Ein Zulassungsgrund ergibt sich auch nicht daraus, dass das Verwaltungsgericht in dem Abschluss des Aufhebungsvertrages vom 28. März 1984 keinen rehabilitierungsfähigen Eingriff in den Beruf gesehen hat. Der Senat hat bereits entschieden, dass die Beendigung eines Arbeitsverhältnisses durch den Arbeitnehmer nur dann rehabilitierungsfähig ist, wenn der Betroffene damit einer von Arbeitgeberseite drohenden, politisch motivierten Kündigung oder einer sonstigen Maßnahme im Sinne des § 1 Abs. 1 Nr. 4 BerRehaG zuvorkommen wollte, die seine politische Benachteiligung bezweckte (vgl. Beschluss vom 5. Dezember 2007 - BVerwG 3 B 47.07 - ZOV 2008, 57). Dazu steht das angefochtene Urteil nicht im Widerspruch, denn der Aufhebungsvertrag sollte dem Kläger nach den Feststellungen des Verwaltungsgerichts dazu dienen, die Ausreise aus der DDR zu ermöglichen.

8

Das Verwaltungsgericht hat schließlich nicht verkannt, dass der Kläger in der DDR erhebliche Schäden in materieller wie in gesundheitlicher Hinsicht erlitten hat. Es ist aber eine Frage der Rechtsanwendung im Einzelfall, die eine Revisionszulassung grundsätzlich nicht eröffnen kann, ob mit solchen Beeinträchtigungen auch eine rehabilitierungsfähige berufliche Benachteiligung verbunden ist.

• **Daten zur Objekterkennung**

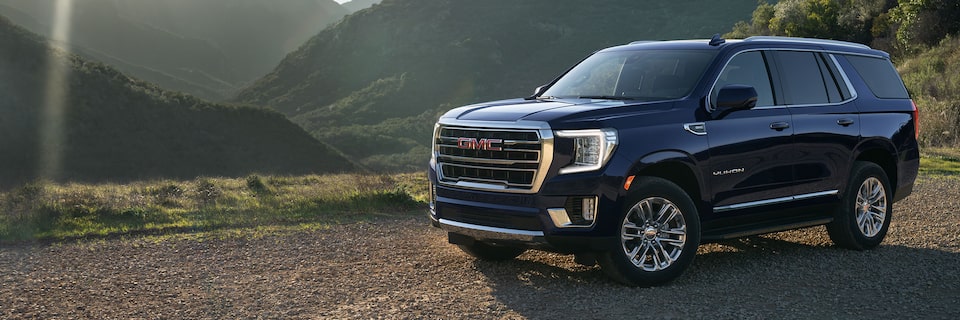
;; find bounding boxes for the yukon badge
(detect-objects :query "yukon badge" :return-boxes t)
[457,138,503,151]
[713,168,746,176]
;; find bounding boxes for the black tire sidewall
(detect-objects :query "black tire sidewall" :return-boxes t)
[831,162,893,250]
[598,177,700,287]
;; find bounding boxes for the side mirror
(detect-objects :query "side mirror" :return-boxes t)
[717,84,757,112]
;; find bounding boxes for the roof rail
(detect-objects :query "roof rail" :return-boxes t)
[743,36,871,49]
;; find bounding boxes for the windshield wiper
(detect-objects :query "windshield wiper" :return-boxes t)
[577,96,636,100]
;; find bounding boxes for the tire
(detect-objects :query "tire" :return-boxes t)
[597,177,700,287]
[827,161,893,250]
[457,241,527,261]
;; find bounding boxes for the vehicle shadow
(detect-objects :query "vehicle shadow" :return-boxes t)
[475,236,960,319]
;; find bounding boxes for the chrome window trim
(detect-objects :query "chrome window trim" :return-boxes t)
[438,218,543,242]
[704,47,868,113]
[431,118,554,194]
[713,190,839,213]
[743,36,872,49]
[829,53,859,99]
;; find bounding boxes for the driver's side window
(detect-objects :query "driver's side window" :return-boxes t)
[710,51,773,108]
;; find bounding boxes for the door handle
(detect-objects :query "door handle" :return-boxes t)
[770,121,790,131]
[837,118,853,127]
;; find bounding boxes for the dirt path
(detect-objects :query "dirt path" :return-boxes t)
[0,178,960,319]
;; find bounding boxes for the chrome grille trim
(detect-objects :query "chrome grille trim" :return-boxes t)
[433,119,553,193]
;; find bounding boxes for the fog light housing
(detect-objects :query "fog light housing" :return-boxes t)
[580,197,597,221]
[547,196,597,228]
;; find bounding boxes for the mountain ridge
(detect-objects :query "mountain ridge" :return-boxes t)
[0,16,356,186]
[234,0,756,171]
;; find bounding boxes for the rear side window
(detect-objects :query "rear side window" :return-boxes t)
[777,51,839,105]
[710,51,773,107]
[846,56,910,99]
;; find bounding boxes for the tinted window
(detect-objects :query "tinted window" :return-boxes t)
[820,54,853,100]
[543,50,716,100]
[777,51,830,104]
[846,56,910,99]
[710,51,773,107]
[816,53,843,102]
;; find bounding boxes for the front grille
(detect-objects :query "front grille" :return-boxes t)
[434,126,552,192]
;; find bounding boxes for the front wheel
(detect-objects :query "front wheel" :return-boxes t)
[597,177,700,287]
[827,161,893,250]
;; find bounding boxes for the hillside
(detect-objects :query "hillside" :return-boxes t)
[897,37,960,148]
[340,0,380,12]
[238,0,756,170]
[0,17,353,185]
[0,0,348,100]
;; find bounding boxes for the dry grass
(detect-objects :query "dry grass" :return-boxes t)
[0,174,426,241]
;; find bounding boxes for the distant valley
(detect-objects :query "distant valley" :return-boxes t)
[237,0,757,171]
[0,16,356,187]
[0,0,350,101]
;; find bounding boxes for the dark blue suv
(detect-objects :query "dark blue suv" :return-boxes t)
[429,36,919,286]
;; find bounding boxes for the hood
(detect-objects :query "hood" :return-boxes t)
[443,99,636,121]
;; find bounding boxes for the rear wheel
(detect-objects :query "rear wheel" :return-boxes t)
[457,241,526,261]
[827,161,893,250]
[597,177,700,287]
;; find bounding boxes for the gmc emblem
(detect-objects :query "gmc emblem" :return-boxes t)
[457,138,503,151]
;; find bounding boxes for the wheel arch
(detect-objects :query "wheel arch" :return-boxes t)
[856,139,899,192]
[630,151,708,216]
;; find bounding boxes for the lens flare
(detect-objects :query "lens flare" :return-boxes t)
[39,0,73,179]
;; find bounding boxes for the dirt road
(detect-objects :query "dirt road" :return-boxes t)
[0,178,960,319]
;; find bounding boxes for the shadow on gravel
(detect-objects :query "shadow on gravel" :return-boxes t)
[475,236,960,319]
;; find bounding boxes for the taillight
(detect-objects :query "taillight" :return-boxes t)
[910,100,920,140]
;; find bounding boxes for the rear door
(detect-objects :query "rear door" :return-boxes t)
[771,51,861,197]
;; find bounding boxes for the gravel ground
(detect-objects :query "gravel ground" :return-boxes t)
[0,177,960,319]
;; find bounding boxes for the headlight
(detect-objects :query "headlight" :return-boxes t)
[556,128,617,174]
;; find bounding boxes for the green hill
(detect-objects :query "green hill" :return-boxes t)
[0,0,348,100]
[0,17,354,185]
[238,0,757,170]
[340,0,380,12]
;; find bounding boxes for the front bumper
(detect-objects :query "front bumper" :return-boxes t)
[429,171,619,253]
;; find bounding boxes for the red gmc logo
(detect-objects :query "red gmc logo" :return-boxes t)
[457,138,503,151]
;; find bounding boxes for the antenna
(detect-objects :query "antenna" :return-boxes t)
[710,33,727,47]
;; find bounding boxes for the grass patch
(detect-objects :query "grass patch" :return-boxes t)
[0,174,427,241]
[920,148,960,175]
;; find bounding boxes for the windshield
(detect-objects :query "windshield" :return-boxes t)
[540,50,715,100]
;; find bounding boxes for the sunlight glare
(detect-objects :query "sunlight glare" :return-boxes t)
[40,0,73,179]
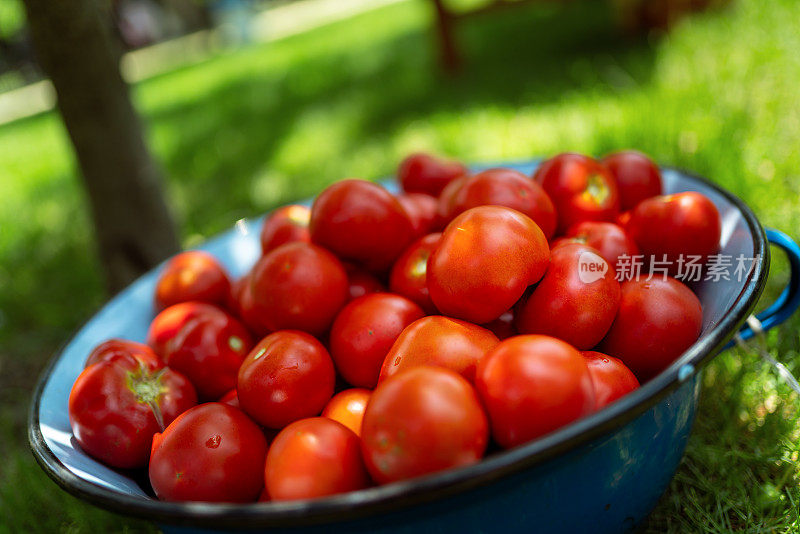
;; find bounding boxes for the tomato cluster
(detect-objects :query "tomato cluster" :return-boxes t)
[69,151,720,502]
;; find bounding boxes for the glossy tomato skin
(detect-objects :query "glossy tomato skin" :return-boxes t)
[397,153,467,196]
[149,408,267,503]
[534,153,619,234]
[379,315,499,382]
[236,330,336,428]
[264,417,370,501]
[448,168,557,239]
[600,150,663,211]
[164,310,253,401]
[626,191,721,273]
[475,335,595,448]
[322,388,372,437]
[581,350,639,410]
[260,204,311,254]
[598,277,703,382]
[68,354,197,469]
[155,250,231,310]
[251,243,348,335]
[328,293,425,389]
[311,179,414,272]
[516,243,620,350]
[427,206,550,324]
[389,233,442,315]
[361,366,489,484]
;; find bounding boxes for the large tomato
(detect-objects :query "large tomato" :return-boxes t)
[68,353,197,469]
[533,153,619,234]
[427,206,550,324]
[311,179,414,272]
[251,243,348,335]
[600,277,703,382]
[516,243,620,350]
[236,330,336,428]
[380,315,498,388]
[328,293,425,388]
[264,417,369,501]
[601,150,661,211]
[149,402,267,502]
[361,366,488,484]
[155,250,231,310]
[476,335,595,448]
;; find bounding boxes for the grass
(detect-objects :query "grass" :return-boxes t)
[0,0,800,532]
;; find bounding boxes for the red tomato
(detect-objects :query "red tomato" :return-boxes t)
[600,277,703,382]
[147,302,222,358]
[397,153,467,196]
[68,353,197,469]
[84,338,164,371]
[149,402,267,502]
[600,150,662,210]
[322,388,372,436]
[380,315,498,382]
[389,233,442,314]
[361,366,488,484]
[448,169,556,239]
[427,206,550,324]
[252,243,348,335]
[516,243,620,350]
[626,191,721,273]
[236,330,336,428]
[328,293,425,388]
[475,335,595,448]
[553,221,639,272]
[164,310,253,400]
[264,417,369,501]
[533,153,619,234]
[311,179,414,272]
[155,250,231,310]
[397,193,439,236]
[581,350,639,410]
[261,204,311,254]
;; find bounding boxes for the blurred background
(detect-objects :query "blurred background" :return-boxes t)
[0,0,800,532]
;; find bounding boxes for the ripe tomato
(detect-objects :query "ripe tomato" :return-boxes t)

• **Aufgabe**
Gib den Abschnitt aus dem Textauszug zur beruflichen Rehabilitierung wörtlich wieder, der mit "Das Verwaltungsgericht hat" beginnt und mit "Benachteiligung verbunden ist." endet.

• **Vollständige Lösung**
Das Verwaltungsgericht hat schließlich nicht verkannt, dass der Kläger in der DDR erhebliche Schäden in materieller wie in gesundheitlicher Hinsicht erlitten hat. Es ist aber eine Frage der Rechtsanwendung im Einzelfall, die eine Revisionszulassung grundsätzlich nicht eröffnen kann, ob mit solchen Beeinträchtigungen auch eine rehabilitierungsfähige berufliche Benachteiligung verbunden ist.